95. Ms Ellyard submitted, the issue in this case is whether Mr Amirthalingham had assessable income in excess of the amounts he declared to the Commissioner as assessable income. The focus, she submitted was whether he incurred all the expenses he was said to have incurred. If he did, I had to decide whether he met those expenses from undeclared income. The PRTRs, Ms Ellyard submitted, are not evidence of losses on which I should rely. They are not sufficiently reliable to establish anything to do with wins and losses. If I am not of the same view, I should find that they support a finding that Mr Amirthalingham won, rather than lost, at Crown in each of the years in question. The PRTRs and other documents prepared by Crown cannot be raised to the status of financial records.

96. Relying on authorities to which I will refer below, Ms Ellyard submitted that it is appropriate for a taxpayer to satisfy the burden of proof imposed by s 14ZZK of the Taxation Administration Act 1953 (TA Act) by inferences from all of the evidence. There is no onus on the Commissioner to prove that Mr Amirthalingham has had another job or engaged in illegal activity but it is relevant to consider the extent to which the Commissioner showed those other sources. This is not to reverse the onus of proof placed upon the Commissioner but to assess the evidence.

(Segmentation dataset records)
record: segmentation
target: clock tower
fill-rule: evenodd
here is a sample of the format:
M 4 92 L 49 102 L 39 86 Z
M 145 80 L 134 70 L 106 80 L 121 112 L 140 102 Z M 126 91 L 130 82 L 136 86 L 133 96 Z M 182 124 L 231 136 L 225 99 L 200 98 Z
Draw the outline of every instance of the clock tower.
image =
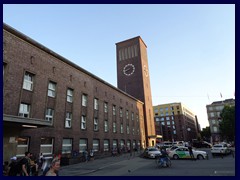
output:
M 156 142 L 147 46 L 140 36 L 116 43 L 118 88 L 144 103 L 146 145 Z

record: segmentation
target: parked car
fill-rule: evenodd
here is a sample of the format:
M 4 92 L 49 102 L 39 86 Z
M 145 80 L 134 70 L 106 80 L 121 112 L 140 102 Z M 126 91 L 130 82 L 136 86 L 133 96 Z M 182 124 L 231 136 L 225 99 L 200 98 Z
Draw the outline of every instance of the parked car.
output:
M 143 152 L 143 157 L 146 158 L 156 158 L 156 156 L 160 156 L 161 152 L 158 150 L 158 148 L 155 147 L 148 147 Z
M 193 149 L 193 155 L 196 159 L 208 159 L 208 154 L 205 151 Z M 168 156 L 173 159 L 188 159 L 191 158 L 187 147 L 179 147 L 168 153 Z
M 228 148 L 227 144 L 215 144 L 211 148 L 212 155 L 215 154 L 230 154 L 231 150 Z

**PROBLEMS TO SOLVE:**
A - According to the tax decision excerpt, which provision of which Act imposes the burden of proof that Ms Ellyard said a taxpayer may satisfy by inferences from all of the evidence?
B - List each point that Ms Ellyard submitted about the PRTRs in the tax decision excerpt.
C - Write the next part of the tax decision excerpt, picking up after its final sentence.
These entries bear no relation to the tax decision excerpt.

**WRITTEN ANSWERS:**
A - Section 14ZZK of the Taxation Administration Act 1953 (TA Act).

B -
- They are not evidence of losses on which the decision-maker should rely.
- They are not sufficiently reliable to establish anything to do with wins and losses.
- If the decision-maker disagreed, they should be found to support a finding that Mr Amirthalingham won, rather than lost, at Crown in each of the years in question.
- They and other documents prepared by Crown cannot be raised to the status of financial records.

C -
97. Ms Ellyard submitted that I should accept Mr Amirthalingham's denial that he had other employment, had another source of income or was engaged in illegal activity. No evidence was found of the latter after an extensive investigation. She referred to the judgment of Judge Kelly. I should also accept his estimate of how his week was divided up among his activities as well as how he gambled and what he did with his winnings. By 1997, he had bought a watch for $27,000 and he regularly took winnings from the table during a game so that they could not be counted. His evidence in this regard was supported by that of his wife and Ms Ko as well as by Mr Troost.

98. The figure of "86413" should not appear in the Commissioner's Excess Expenditure Statement for the 2000 year of income as "Kana's casino losses". Mr Amirthalingham said that he met any expenses with gambling winnings. Therefore, any expenses that exceeded his assessable income were funded with the proceeds from gambling. His evidence is supported by the high level of turnover shown on the PRTRs.

99. If I were not to accept that submission, Ms Ellyard's alternative submission was that the amounts shown on the Commissioner's Excess Expenditure Statements as Mr Amirthalingham's losses should be removed. In their place, I should find that he had won minimum amounts of $25,333 in 2000, $135,600 in 2001 and $104,450 in 2002. She handed up revised excess expenditure statements showing that Mr Amirthalingham's understated income would be $89,782 in 2000, $70,465 in 2001 and -$44,715 in 2002.

100. Those statements reflected Mr Amirthalingham's abandonment of his claimed deductions for motor vehicle expenses. He had been entitled to claim $6,616 in each of the tax years using the 12% depreciation model and so two thirds of the amount he actually claimed. The original penalty imposed was 50% but, Ms Ellyard submitted, no penalty should be imposed as there is no sign that he was reckless. He used his best efforts to recreate the log books and gave his best estimation. At its highest, he could be said to have been no more than negligent. Given everything that was going on in his life at the time, he did the best he could.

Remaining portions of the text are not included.